What you will do: Update the records from the line containing "[trace] player's left hand -> outlines" down through the line containing "M175 77L165 81L169", replacing "female tennis player" with "woman tennis player" and leaving everything else unchanged. Return only those lines.

Given entries:
## Begin

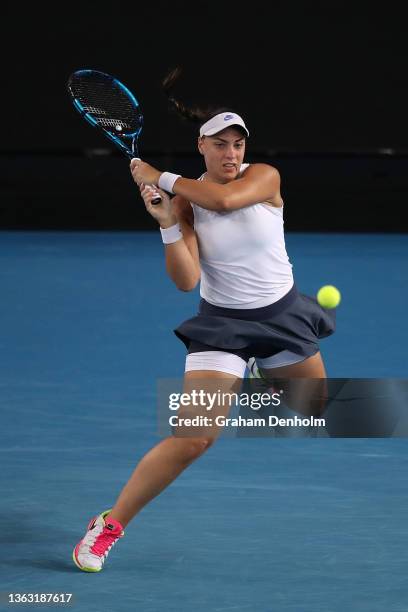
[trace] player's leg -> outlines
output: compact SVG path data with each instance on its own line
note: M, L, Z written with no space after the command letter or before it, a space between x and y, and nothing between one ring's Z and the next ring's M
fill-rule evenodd
M241 379L234 374L196 370L186 372L183 393L191 396L193 390L211 394L220 390L227 395L239 391L240 385ZM229 409L230 405L214 406L212 414L216 411L228 413ZM178 411L178 416L187 418L205 415L206 412L205 407L184 406ZM159 442L138 463L109 517L126 526L148 502L208 450L218 435L219 430L214 427L178 428L175 435Z
M193 390L214 393L217 389L228 397L229 393L239 391L246 360L228 353L220 353L214 358L212 352L207 361L203 356L194 358L194 355L189 355L188 361L191 370L186 368L185 393L191 393ZM234 362L232 368L231 362ZM209 369L198 369L199 363L207 363ZM227 401L222 406L215 406L216 412L227 414L230 405ZM185 407L184 414L188 410L189 407ZM219 433L219 428L213 427L204 428L197 435L192 430L179 431L178 435L162 440L146 453L122 489L114 507L89 523L84 538L74 549L75 564L84 571L100 571L109 550L124 534L124 527L129 521L187 466L198 459L212 445Z

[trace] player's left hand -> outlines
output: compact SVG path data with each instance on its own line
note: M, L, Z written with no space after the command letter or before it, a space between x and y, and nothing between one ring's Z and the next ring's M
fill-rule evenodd
M140 185L157 185L161 175L160 170L153 168L141 159L132 159L130 162L130 171L132 173L133 180L135 183Z

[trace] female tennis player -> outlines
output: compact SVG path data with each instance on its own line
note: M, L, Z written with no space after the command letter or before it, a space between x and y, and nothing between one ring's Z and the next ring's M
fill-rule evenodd
M175 77L165 81L169 94ZM187 349L184 390L196 388L201 379L204 389L216 385L236 392L250 358L268 380L325 379L318 341L333 333L334 311L321 308L294 283L278 170L244 163L249 131L237 113L218 109L205 114L169 98L200 126L198 151L205 173L185 178L137 159L130 167L147 211L159 223L170 278L182 291L192 290L201 279L198 314L175 330ZM151 185L158 185L162 196L156 206ZM168 193L175 196L170 199ZM194 436L190 431L152 448L114 507L90 521L74 549L76 565L100 571L131 519L200 457L217 433L205 430Z

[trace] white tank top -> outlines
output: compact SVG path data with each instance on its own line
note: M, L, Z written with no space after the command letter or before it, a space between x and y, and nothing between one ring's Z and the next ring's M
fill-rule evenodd
M242 164L240 174L248 166ZM293 274L283 233L283 207L261 202L215 212L193 202L191 206L200 253L201 297L223 308L261 308L286 295L293 286Z

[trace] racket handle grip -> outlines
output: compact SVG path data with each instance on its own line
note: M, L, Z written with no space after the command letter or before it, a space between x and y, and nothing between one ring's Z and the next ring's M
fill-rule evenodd
M140 157L135 157L134 155L132 155L131 159L139 159L140 160ZM154 187L154 185L153 185L153 187ZM161 197L160 193L158 191L154 191L153 192L153 198L152 198L153 206L157 206L157 204L160 204L161 200L162 200L162 197Z
M160 204L162 198L161 195L158 191L154 191L153 192L153 197L152 197L152 204L153 206L157 206L157 204Z

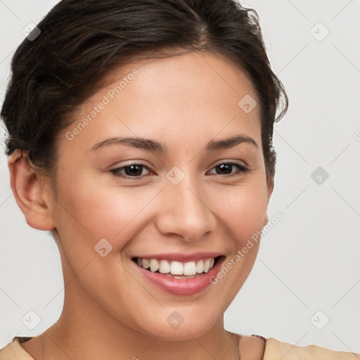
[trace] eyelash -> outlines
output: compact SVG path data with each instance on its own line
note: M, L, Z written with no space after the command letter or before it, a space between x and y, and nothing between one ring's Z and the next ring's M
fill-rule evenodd
M238 172L225 174L212 174L218 175L218 176L223 176L223 177L229 177L229 176L239 176L239 175L245 174L251 171L250 169L245 167L245 166L243 166L241 164L239 164L238 162L221 162L219 164L217 164L214 167L212 167L211 169L211 170L212 170L213 169L215 169L218 166L222 165L224 164L237 167L239 170ZM122 166L121 167L117 167L116 169L112 169L112 170L110 170L110 172L113 174L115 176L122 177L124 179L135 179L135 180L141 180L144 176L147 176L147 175L140 175L140 176L129 176L129 175L124 175L120 172L120 170L125 169L126 167L130 167L132 165L141 166L141 167L145 167L148 170L150 171L150 168L148 167L147 167L146 165L144 165L143 164L134 162L134 163L131 163L127 165L125 165L125 166ZM149 174L148 174L148 175L149 175Z

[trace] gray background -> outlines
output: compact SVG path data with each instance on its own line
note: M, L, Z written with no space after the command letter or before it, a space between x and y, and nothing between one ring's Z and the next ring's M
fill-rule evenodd
M1 103L22 29L57 2L0 0ZM269 208L269 218L281 212L283 219L263 238L253 270L225 314L226 328L360 352L360 1L242 4L259 15L290 108L275 127L277 173ZM26 224L0 150L1 348L56 321L64 284L55 243ZM41 318L32 330L22 322L30 310Z

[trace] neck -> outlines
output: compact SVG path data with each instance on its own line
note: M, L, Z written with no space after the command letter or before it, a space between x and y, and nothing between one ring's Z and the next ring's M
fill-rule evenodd
M59 320L39 337L44 359L237 359L236 338L224 330L222 318L198 338L188 332L186 338L183 335L181 340L169 339L165 332L145 333L141 328L127 325L127 319L120 322L114 319L87 294L76 278L65 283L63 313ZM39 354L37 355L36 359L40 359Z

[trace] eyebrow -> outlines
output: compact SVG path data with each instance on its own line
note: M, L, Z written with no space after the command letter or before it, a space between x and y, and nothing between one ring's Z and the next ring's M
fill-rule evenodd
M247 136L246 135L239 134L223 140L211 141L206 145L206 149L207 151L227 149L242 143L250 143L254 146L256 148L259 148L257 143L253 139ZM127 146L147 150L148 151L153 151L158 153L166 153L167 152L167 147L155 140L140 137L119 136L103 140L102 141L100 141L91 146L90 150L93 151L100 148L103 148L104 146L113 144L125 145Z

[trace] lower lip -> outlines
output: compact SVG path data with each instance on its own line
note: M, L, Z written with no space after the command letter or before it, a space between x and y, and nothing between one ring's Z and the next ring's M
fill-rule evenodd
M132 260L131 262L147 281L167 292L176 295L193 295L202 291L212 283L210 279L216 276L224 259L224 257L220 258L211 270L200 276L184 279L169 278L161 273L153 273L139 266Z

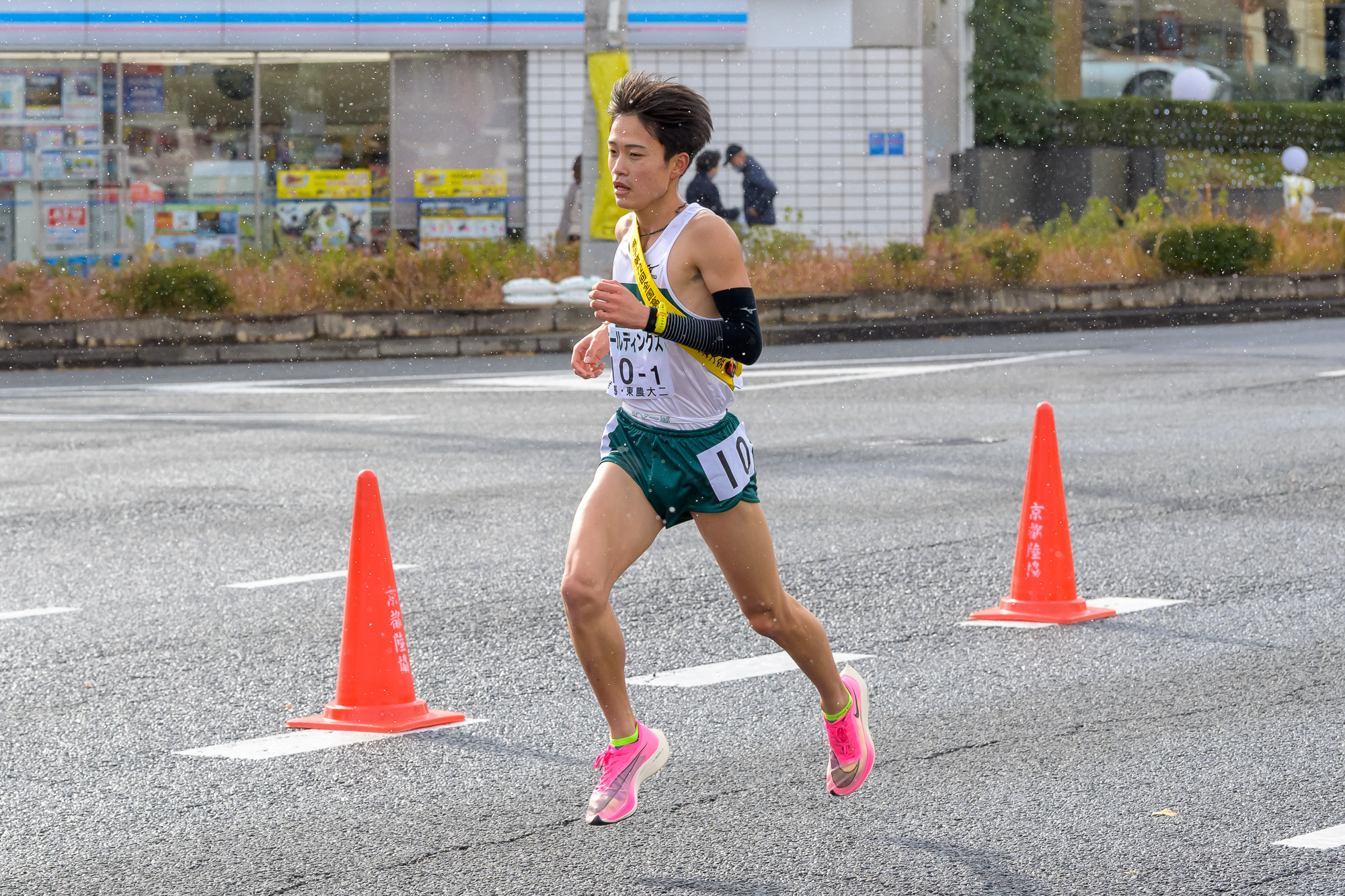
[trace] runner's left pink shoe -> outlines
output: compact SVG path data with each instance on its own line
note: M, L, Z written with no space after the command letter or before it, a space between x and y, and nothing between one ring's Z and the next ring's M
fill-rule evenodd
M851 702L846 714L827 722L831 759L827 763L827 791L833 796L847 796L873 768L873 739L869 736L869 686L853 666L841 670L841 683L850 692ZM849 767L850 771L846 771Z
M663 768L668 760L668 739L658 728L635 722L639 739L625 747L608 747L593 760L603 776L589 796L584 821L589 825L611 825L629 818L639 802L640 784Z

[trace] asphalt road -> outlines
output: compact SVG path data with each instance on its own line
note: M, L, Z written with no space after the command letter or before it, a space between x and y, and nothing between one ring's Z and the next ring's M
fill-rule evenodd
M798 671L632 686L672 757L601 829L558 581L612 404L564 359L0 375L0 892L1345 891L1345 848L1275 845L1345 823L1345 322L763 362L734 410L787 587L872 655L878 763L826 795ZM1186 603L959 624L1007 591L1042 400L1080 593ZM225 585L343 569L364 467L417 689L487 721L179 753L332 697L343 581ZM613 603L629 675L776 650L694 526Z

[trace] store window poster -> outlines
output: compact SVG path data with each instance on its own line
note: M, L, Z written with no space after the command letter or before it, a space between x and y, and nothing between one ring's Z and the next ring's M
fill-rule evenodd
M26 118L61 117L61 73L30 71L23 77Z
M97 71L66 73L61 86L63 117L86 121L98 117L102 97L98 91Z
M36 128L32 132L35 137L34 149L59 149L66 145L66 129L65 128Z
M22 74L0 73L0 121L23 120L23 93Z
M159 67L159 66L147 66ZM114 104L116 105L116 104ZM121 75L121 105L126 113L163 114L164 74L163 71L124 71Z
M0 152L0 179L23 179L26 174L24 153L15 151Z

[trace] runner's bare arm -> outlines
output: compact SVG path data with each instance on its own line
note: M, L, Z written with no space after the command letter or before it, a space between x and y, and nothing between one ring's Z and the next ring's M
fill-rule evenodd
M682 231L668 265L678 297L690 311L710 320L670 316L662 336L712 357L756 363L761 357L761 323L742 248L728 222L718 215L698 214Z

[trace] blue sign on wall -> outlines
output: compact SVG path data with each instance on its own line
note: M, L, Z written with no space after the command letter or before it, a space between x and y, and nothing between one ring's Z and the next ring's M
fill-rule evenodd
M870 156L904 156L907 155L907 133L904 130L870 130Z

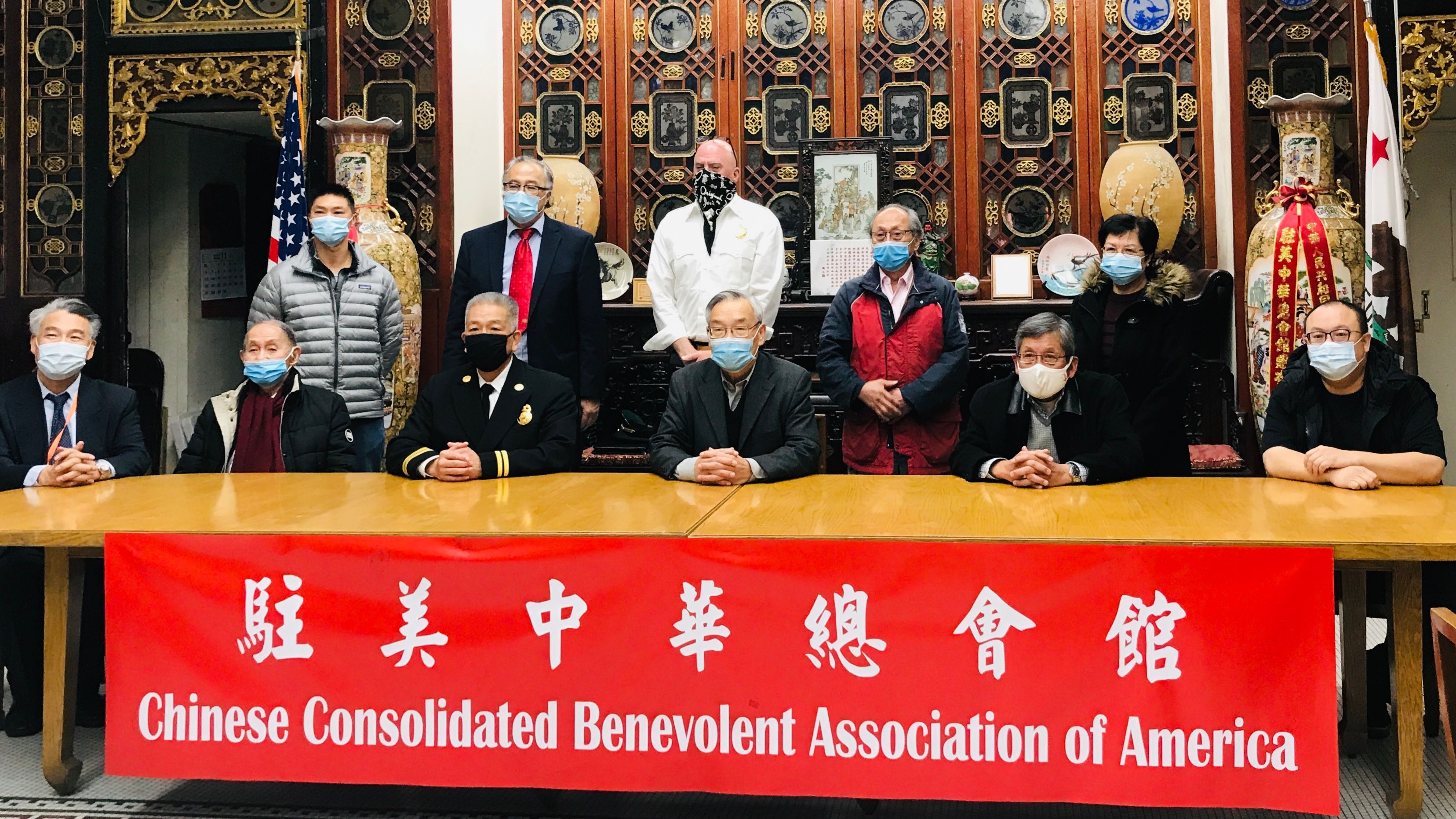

## End

Solution for this problem:
[trace] player's left hand -> outlines
output: compact SVG path data with each instance on its own line
note: M, L, Z written with no space after the command letter or before it, a space between x and y, and nothing between one ring's Z and the next ring's M
fill-rule evenodd
M140 185L157 185L161 175L160 170L153 168L141 159L132 159L130 162L130 171L132 173L133 180L135 183Z

[trace] woman tennis player -> outlines
output: compact SVG path data with each instance on its own line
note: M, L, Z written with no space after the command letter or before it, a space between x and y, and nothing between one ring's Z and the next ring's M
fill-rule evenodd
M175 77L165 81L169 94ZM187 349L184 390L196 388L201 379L204 389L216 385L236 392L250 358L268 380L325 379L318 341L333 333L334 311L321 308L294 283L278 170L244 163L249 131L237 113L218 109L205 114L169 98L200 126L198 151L205 173L185 178L137 159L130 167L147 211L159 223L170 278L182 291L192 290L201 279L198 314L175 330ZM151 185L158 185L162 196L156 206ZM168 193L175 196L170 199ZM194 436L190 431L152 448L114 507L90 521L74 549L76 565L100 571L131 519L200 457L217 433L205 430Z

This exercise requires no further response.